Passage to read
*****
Hope Larry Wilson forgives me, but I've got to horn in on his territory. Just found a scary article I once did about the North Fork.

"At night every snapping twig demands attention, while ululating wolf howls, the yip of coyotes, and the scream of cougars punctuate the silence."

WOW! That kind of stuff would surely cause a body to quiver and tremble. I know people who'd jump clean out of their skivvies if they heard "ululating" in the dark.

Let me read you more, "The realization that people are not alone at the top of the food chain lends this region a distinct feel, and demands caution for everyday events like a hike in the woods.

"Grizzlies, wolves, wolverines, coyotes, lynx and 11 (eleven) other predators roam and prey to their hearts' content here. Biologists say it is America's wildest valley" … "Bears are so abundant here there are 65 to 80 of them per 385 square miles, an extremely dense number."

Yes! Good readers — The North Fork of the Flathead River is the place named in this terrifying story from the New York Times. While reading the piece I finally understood why Larry Wilson put a toilet inside his cabin at Trail Creek. I'd thought it was most likely laziness coupled to advancing age, but not true. He was surely motivated by pure and honest fear.

Can't blame Larry. A few years back while Bonnie and Len Ogle were visiting him, they personally experienced the lurking terrors of "the wildest valley." Bonnie was in the original outhouse, relaxed and enjoying the remote sylvan scenery when a silently prowling cougar suddenly put one big hairy paw inside the open door. Maybe that is where the New York writer got stories about 'screaming" up in the North Fork. On that day screaming was probably heard clear down to Polebridge store.

The North Fork is one of the places dearest to my heart. My Dad took me fishing in the thirties. Worked there for the Forest Service during high school. Took my bride on our first camping trip in '59, and conned my friends into helping me buy Moose City in 1967. Have walked the entire road from Columbia Falls and floated the river many times, along with hiking and climbing hundreds of miles on the Glacier Park side; BUT … was not aware of the cougars screaming or the wolves ululating.
*****
Directions
**a.** Please rewrite the North Fork piece starting at "WOW! That kind" and ending at "in the dark.", substituting "underwear" for "skivvies".
**b.** According to the North Fork piece, why did Larry Wilson put a toilet inside his cabin at Trail Creek? Answer in one to three sentences.
**c.** Carry the North Fork piece forward from its last sentence.

Extracted records
*****
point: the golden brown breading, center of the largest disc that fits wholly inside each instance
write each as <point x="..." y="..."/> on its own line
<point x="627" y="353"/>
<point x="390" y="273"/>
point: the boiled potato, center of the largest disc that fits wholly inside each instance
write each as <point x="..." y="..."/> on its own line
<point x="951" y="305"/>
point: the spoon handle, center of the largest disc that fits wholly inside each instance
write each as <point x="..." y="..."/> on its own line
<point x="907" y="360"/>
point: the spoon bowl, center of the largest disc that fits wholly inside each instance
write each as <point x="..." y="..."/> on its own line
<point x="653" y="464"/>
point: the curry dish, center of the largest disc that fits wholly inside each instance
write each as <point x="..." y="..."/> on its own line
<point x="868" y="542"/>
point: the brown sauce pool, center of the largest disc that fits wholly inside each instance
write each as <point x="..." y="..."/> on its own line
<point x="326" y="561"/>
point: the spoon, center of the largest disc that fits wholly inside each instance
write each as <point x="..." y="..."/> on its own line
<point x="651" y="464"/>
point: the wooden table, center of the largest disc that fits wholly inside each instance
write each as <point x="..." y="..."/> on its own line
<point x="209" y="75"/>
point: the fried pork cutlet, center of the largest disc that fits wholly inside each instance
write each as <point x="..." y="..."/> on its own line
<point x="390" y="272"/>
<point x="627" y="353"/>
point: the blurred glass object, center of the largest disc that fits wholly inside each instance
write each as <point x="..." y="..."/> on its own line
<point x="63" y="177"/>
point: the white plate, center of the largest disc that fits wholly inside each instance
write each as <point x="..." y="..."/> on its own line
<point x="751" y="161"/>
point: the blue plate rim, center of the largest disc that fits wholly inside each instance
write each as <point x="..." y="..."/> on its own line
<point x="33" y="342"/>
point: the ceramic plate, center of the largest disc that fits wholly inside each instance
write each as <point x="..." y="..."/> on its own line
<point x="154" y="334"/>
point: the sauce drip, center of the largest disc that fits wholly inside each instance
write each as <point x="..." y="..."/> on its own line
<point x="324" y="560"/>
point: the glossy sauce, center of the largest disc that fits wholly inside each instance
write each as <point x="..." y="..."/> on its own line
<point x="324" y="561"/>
*****
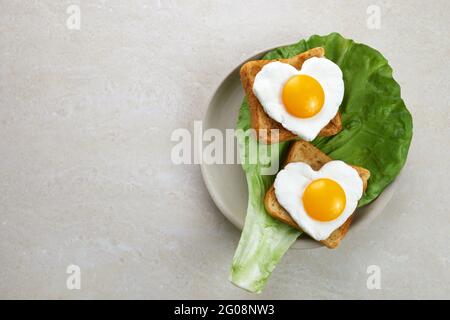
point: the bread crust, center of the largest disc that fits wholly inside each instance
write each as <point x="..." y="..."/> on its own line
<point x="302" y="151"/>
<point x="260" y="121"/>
*****
Answers provided
**a.**
WOW! That kind of stuff would surely cause a body to quiver and tremble. I know people who'd jump clean out of their underwear if they heard "ululating" in the dark.

**b.** Reading the New York Times story about the North Fork's predators convinced the writer that Larry Wilson was motivated by pure and honest fear. The writer had earlier assumed the reason was most likely laziness coupled to advancing age.

**c.**
The New York Times story appeared in a section titled "Science Times' July 16, 2003, full page with color photos. While seeming overly dramatic and exaggerated, it does have interesting views, including reasons the Canadians should expand Waterton Park over to the river.

The North Fork of the Flathead is not a place where at night "every snapping twig demands attention"; however, after thinking over some past incidents I admit it does have potential for excitement — Recall the lion attack on Mrs. Ladenburg when her husband shot the record-size cat with a rifle, a grizzly climbing into the box of my son's pickup to drag away a big buck during the night, a griz moving a chopping block to reach up and steal a deer off the meat pole at Larry Wilson's, a lion coming to Moose City cabins to kill and eat Diane Boyd's dog, the Giefer Grizzly kindlingizing four doors on our Kintla Lodge looking for strawberry jam, Iris refusing to leave our pickup until "those grizzlies stop roaring" after researchers snared them at Moose City, two charges by moose, and well … maybe that New York Times writer was more accurate than I first thought; however, if I ever hear cougars screaming and wolves ululating … I'm outta there.

OF COURSE! I looked up "ululating" before writing this. For all I knew it meant something sorta nasty. Dictionary says, "Ululating: To howl or hoot, to wail or lament loudly."

Sometimes women ululate … if it rains on a new hairdo.

G. George Ostrom is a Kalispell resident and a national-award winning Hungry Horse News columnist.